» **Your task**
Edit everything from the line containing "For every instance of the leafy" down to the line containing "[[73, 167], [99, 167]]" so that "fallen log" becomes "dead tree", keeping the rest of those lines unchanged.

=== The data ===

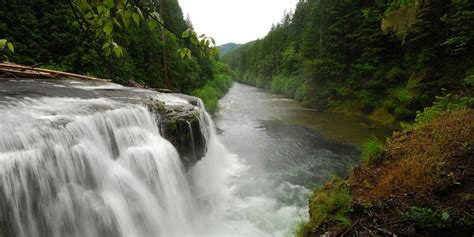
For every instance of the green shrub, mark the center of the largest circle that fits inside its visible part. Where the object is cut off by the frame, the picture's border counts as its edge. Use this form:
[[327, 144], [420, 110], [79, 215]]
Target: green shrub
[[300, 228], [402, 95], [216, 88], [330, 205], [443, 104], [403, 113], [427, 218], [209, 96], [469, 81], [301, 92], [395, 75], [371, 151]]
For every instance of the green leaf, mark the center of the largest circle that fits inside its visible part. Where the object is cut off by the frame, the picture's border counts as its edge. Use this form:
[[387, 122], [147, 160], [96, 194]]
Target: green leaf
[[126, 18], [140, 12], [3, 42], [194, 40], [445, 216], [118, 51], [185, 34], [108, 28], [100, 9], [136, 18], [117, 23], [183, 52], [188, 54], [155, 15], [152, 24], [109, 3], [10, 47]]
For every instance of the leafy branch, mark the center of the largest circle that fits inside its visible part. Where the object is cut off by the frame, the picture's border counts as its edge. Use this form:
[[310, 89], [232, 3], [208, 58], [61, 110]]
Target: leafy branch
[[106, 16]]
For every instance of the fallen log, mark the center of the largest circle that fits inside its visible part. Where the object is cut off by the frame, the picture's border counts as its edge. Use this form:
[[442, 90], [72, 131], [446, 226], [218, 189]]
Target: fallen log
[[30, 71], [26, 73]]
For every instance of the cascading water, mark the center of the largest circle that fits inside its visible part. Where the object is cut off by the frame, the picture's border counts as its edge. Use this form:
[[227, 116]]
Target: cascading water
[[73, 167], [99, 167]]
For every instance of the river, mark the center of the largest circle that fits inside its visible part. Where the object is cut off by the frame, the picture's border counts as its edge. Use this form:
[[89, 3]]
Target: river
[[286, 150], [88, 159]]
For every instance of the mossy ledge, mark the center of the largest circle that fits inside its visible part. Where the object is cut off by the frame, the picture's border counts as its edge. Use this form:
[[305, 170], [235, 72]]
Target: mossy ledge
[[421, 184], [184, 126]]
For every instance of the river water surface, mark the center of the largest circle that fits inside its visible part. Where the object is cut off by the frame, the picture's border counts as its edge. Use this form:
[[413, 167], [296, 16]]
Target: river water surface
[[286, 150]]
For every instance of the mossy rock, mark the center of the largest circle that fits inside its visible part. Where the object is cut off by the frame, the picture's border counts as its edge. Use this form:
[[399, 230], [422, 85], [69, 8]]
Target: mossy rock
[[184, 126]]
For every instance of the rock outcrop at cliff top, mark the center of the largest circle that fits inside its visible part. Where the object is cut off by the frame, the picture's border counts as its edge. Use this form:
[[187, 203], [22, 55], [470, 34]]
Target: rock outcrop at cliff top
[[181, 117]]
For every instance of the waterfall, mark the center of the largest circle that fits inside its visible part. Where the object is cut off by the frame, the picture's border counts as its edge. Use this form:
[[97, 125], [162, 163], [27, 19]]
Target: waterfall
[[90, 167]]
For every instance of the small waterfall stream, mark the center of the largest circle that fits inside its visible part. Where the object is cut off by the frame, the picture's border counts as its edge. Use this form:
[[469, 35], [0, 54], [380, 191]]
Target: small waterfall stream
[[76, 167], [80, 159]]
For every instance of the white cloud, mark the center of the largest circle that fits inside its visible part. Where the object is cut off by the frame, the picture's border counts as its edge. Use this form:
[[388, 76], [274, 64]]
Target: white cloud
[[238, 21]]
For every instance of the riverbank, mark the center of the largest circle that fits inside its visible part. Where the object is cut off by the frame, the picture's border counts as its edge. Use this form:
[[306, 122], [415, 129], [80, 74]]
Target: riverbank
[[420, 183]]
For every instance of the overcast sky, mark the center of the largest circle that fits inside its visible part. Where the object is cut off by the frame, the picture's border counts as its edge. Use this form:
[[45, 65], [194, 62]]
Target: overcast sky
[[237, 21]]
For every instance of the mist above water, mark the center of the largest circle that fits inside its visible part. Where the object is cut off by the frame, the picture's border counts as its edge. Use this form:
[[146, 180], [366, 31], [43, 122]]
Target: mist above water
[[99, 167]]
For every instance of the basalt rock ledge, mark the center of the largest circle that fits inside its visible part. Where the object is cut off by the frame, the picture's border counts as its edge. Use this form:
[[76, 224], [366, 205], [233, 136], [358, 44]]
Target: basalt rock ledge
[[181, 118]]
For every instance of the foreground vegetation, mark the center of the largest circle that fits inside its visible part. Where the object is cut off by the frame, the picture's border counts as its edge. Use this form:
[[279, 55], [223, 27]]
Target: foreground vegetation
[[419, 183], [52, 34], [384, 59]]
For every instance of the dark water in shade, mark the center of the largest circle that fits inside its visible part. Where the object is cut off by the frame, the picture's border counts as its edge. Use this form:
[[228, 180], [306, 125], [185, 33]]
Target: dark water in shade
[[288, 149]]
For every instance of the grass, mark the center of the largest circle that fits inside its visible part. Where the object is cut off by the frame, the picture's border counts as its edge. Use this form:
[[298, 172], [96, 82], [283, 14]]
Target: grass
[[329, 206], [371, 151], [421, 159]]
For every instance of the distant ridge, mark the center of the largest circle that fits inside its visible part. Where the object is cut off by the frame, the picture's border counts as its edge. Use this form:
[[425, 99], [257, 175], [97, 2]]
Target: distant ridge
[[226, 48]]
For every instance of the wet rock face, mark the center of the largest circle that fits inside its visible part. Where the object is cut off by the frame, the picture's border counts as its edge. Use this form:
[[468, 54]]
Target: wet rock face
[[185, 126], [181, 118]]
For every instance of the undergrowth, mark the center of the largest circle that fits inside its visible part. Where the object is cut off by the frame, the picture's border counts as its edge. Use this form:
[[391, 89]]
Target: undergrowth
[[330, 205], [371, 151]]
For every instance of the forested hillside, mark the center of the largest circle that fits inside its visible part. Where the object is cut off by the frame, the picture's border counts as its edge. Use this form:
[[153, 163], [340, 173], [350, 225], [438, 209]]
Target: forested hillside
[[386, 59], [50, 34]]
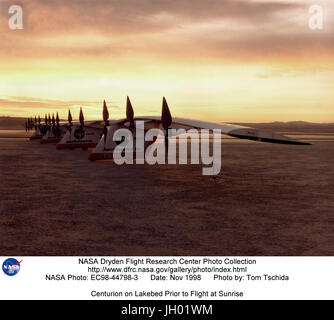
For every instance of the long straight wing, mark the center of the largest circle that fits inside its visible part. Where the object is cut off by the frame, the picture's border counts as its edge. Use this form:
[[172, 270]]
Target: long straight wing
[[236, 131]]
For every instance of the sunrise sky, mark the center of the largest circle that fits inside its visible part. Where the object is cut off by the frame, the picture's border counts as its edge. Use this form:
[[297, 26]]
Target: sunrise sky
[[217, 60]]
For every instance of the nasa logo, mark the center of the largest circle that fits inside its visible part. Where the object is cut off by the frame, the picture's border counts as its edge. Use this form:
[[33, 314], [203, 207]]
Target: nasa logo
[[79, 133], [11, 266]]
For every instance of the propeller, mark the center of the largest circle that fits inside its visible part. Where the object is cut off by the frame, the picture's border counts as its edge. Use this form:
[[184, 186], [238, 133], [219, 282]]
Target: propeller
[[57, 125], [106, 120], [69, 118], [49, 122], [130, 113], [166, 120], [81, 118]]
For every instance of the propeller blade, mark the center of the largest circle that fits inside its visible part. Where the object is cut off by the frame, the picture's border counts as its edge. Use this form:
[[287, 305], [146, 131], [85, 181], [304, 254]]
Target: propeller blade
[[166, 120], [105, 112], [129, 112], [81, 117], [166, 117], [69, 117]]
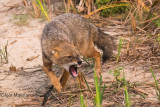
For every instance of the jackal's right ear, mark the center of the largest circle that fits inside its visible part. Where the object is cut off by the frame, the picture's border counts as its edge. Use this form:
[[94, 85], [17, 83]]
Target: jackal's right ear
[[55, 52]]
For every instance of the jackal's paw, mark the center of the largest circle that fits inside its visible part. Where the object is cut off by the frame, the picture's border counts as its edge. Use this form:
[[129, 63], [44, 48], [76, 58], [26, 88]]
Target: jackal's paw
[[58, 87]]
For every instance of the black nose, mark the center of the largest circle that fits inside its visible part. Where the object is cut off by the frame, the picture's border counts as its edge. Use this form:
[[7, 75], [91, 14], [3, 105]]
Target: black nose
[[79, 62]]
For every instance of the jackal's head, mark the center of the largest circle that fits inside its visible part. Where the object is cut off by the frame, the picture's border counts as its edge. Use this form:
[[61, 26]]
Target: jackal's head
[[67, 56]]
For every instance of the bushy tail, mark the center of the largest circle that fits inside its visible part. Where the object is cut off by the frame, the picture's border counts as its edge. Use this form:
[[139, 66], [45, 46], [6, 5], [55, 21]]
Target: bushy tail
[[106, 44]]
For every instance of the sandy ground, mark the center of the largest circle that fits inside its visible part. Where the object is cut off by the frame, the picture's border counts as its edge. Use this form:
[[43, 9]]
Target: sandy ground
[[23, 43]]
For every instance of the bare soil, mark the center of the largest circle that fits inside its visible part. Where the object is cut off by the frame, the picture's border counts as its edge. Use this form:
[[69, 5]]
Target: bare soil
[[22, 79]]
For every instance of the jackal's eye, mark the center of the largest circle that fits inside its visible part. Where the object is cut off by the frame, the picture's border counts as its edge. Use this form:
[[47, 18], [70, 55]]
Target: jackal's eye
[[69, 57]]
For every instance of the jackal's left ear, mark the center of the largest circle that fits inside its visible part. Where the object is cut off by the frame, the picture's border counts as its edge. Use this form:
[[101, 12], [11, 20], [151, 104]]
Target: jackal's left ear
[[53, 51]]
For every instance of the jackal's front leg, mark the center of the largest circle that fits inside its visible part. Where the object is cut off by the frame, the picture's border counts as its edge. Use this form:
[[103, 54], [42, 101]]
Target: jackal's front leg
[[97, 57], [64, 78], [47, 67]]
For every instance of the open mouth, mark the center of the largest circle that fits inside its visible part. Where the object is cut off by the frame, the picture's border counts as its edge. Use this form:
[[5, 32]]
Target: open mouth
[[73, 70]]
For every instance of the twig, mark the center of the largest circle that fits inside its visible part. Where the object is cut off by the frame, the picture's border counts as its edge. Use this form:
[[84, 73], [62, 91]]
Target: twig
[[149, 20]]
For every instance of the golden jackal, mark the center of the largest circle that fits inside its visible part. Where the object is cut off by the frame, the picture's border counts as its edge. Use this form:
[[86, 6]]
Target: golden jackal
[[65, 39]]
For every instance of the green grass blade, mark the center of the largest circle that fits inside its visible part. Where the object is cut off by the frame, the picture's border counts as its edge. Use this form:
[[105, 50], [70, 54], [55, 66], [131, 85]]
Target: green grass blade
[[70, 101], [86, 83], [101, 99], [97, 98], [119, 50], [82, 100], [127, 98]]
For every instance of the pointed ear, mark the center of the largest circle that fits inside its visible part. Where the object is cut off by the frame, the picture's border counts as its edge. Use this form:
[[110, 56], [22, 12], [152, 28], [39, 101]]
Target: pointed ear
[[53, 51], [56, 51]]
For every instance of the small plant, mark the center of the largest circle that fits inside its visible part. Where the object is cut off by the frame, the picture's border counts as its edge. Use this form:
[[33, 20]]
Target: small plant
[[116, 73], [158, 93], [122, 8], [99, 92], [20, 19], [4, 53], [42, 7], [127, 97]]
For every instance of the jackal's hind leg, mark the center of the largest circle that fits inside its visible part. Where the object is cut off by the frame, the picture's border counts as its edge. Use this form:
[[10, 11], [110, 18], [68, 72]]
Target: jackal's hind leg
[[47, 67]]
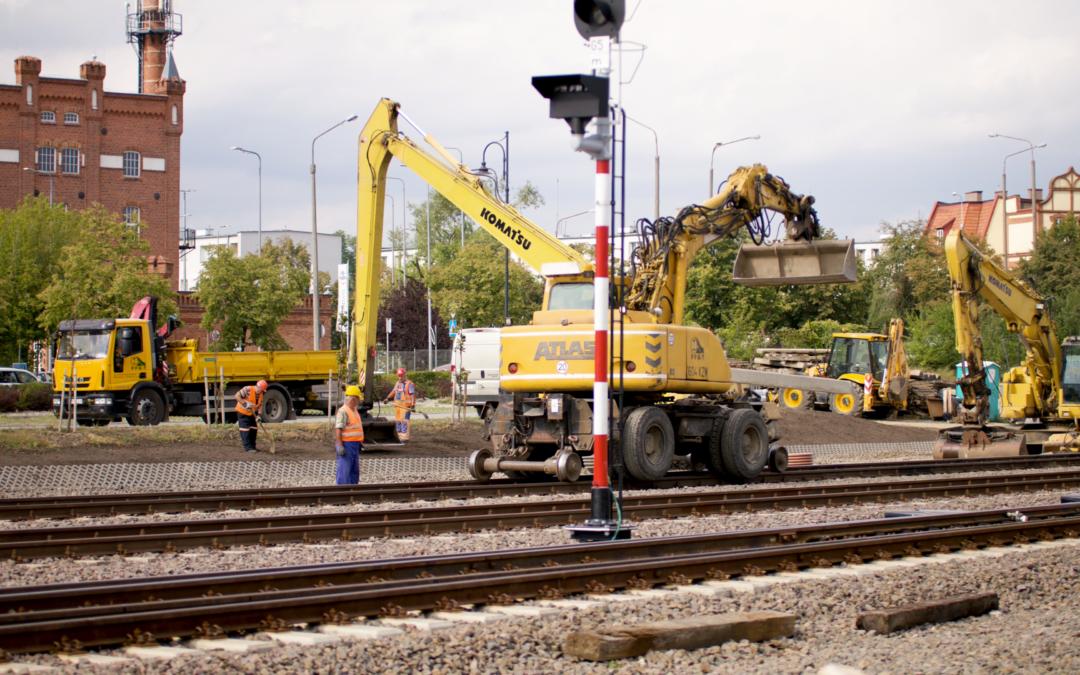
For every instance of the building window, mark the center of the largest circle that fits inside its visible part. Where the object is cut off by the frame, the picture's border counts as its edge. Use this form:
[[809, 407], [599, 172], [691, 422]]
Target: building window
[[131, 165], [69, 160], [46, 160]]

===

» **Output**
For every instance of the leafy branch, mark the center of the largest circle that fits inside its visible part. Where the object is cut off by the frame, the picture's border counts as its edge. Use this form:
[[310, 89], [232, 3], [208, 58], [61, 110]]
Target: leafy branch
[[106, 16]]
For every instance of the dead tree, mark the center of the largest circle that fits inside its visible part. Where the object is cut off by the frame, the picture's border counts as its edge. Use this form:
[[442, 90], [72, 131], [446, 226], [218, 189]]
Target: dead tree
[[30, 71], [26, 73]]
For every instance of the cascading water, mark the center of the largest circle that fits inside its visible part. Where the object is cut off by the frame, the picture's border counts as its edge. Use this form:
[[227, 116]]
Target: cascading water
[[73, 167], [99, 167]]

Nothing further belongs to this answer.